### 抜粋本文
______
説明

マニホールド型弁装置

【課題】 ポンプの外壁面に簡単に添設することができると共に、弁体等の部品交換や洗浄も簡単であること。また、ポンプの流路の穴あけ加工の簡略化を図ること。さらに、製造コストを安価にすること。
【解決手段】 ピストンを有するポンプの一側面に取り外し可能に固定的に添設される吸引用ブロック体Yに吸引口52から分岐する流路54を、一方、ポンプの他側面に取り外し可能に固定的に添設される吐出用ブロック体Y1に吐出口53に集合する流路55をそれぞれ形成し、これらの流路54,55にそれぞれ極性に対応して磁性弁座に着座する磁性弁体を設けたことを特徴とするマニホールド型弁装置。

【発明の詳細な説明】
【技術分野】
【0001】
本発明は、ポンプ用のマニホールド型弁装置に関する。
______
形状境界の項目:
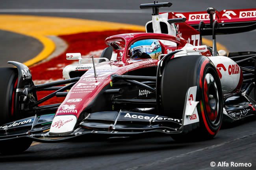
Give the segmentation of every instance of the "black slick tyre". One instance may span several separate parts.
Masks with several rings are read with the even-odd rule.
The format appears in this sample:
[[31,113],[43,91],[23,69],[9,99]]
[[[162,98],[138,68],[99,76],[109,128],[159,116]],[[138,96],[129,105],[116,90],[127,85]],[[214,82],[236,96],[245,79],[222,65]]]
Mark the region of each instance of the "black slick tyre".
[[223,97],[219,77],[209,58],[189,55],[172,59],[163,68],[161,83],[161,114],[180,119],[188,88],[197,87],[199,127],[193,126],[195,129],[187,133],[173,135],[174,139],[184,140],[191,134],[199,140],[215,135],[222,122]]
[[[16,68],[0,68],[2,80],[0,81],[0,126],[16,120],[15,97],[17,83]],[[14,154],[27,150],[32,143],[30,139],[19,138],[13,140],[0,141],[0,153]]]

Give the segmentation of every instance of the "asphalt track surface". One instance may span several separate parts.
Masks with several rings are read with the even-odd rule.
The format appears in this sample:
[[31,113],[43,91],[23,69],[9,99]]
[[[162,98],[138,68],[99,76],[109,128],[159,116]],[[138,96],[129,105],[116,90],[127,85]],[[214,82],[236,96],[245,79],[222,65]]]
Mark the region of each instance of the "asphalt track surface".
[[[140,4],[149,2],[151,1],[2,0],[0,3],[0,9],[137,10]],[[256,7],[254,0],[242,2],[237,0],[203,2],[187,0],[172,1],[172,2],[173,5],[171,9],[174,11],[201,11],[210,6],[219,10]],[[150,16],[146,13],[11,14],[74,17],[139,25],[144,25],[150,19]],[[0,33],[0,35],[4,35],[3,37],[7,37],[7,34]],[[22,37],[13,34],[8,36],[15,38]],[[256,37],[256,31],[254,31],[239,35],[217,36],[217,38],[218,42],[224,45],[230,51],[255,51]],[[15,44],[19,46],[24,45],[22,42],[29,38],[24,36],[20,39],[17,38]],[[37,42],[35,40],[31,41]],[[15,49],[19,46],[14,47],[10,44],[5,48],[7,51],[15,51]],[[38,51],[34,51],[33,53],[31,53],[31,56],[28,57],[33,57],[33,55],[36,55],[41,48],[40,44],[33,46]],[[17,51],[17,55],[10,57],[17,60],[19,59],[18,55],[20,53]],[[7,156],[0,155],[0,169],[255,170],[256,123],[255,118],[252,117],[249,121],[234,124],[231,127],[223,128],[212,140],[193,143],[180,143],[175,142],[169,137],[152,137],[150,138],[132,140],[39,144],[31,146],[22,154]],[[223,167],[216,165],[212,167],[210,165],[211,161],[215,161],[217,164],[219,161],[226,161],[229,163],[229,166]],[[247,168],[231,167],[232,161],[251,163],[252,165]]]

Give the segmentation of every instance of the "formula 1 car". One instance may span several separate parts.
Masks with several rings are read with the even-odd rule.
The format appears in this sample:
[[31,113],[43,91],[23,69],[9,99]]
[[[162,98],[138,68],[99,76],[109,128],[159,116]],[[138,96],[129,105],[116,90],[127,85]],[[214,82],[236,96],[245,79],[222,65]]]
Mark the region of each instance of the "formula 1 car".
______
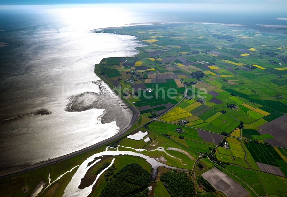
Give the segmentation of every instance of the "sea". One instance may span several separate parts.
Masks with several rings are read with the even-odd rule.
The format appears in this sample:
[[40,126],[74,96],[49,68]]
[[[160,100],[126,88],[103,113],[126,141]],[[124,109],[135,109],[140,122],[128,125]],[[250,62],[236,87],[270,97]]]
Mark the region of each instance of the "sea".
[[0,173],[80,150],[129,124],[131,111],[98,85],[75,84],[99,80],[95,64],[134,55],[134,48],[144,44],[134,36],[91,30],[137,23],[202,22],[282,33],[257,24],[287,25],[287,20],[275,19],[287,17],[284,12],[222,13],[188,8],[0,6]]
______
### 出題
マニホールド型弁装置についての文章を、一字も変えずに全文繰り返して書きなさい。

### 記述解答
説明

マニホールド型弁装置

【課題】 ポンプの外壁面に簡単に添設することができると共に、弁体等の部品交換や洗浄も簡単であること。また、ポンプの流路の穴あけ加工の簡略化を図ること。さらに、製造コストを安価にすること。
【解決手段】 ピストンを有するポンプの一側面に取り外し可能に固定的に添設される吸引用ブロック体Yに吸引口52から分岐する流路54を、一方、ポンプの他側面に取り外し可能に固定的に添設される吐出用ブロック体Y1に吐出口53に集合する流路55をそれぞれ形成し、これらの流路54,55にそれぞれ極性に対応して磁性弁座に着座する磁性弁体を設けたことを特徴とするマニホールド型弁装置。

【発明の詳細な説明】
【技術分野】
【0001】
本発明は、ポンプ用のマニホールド型弁装置に関する。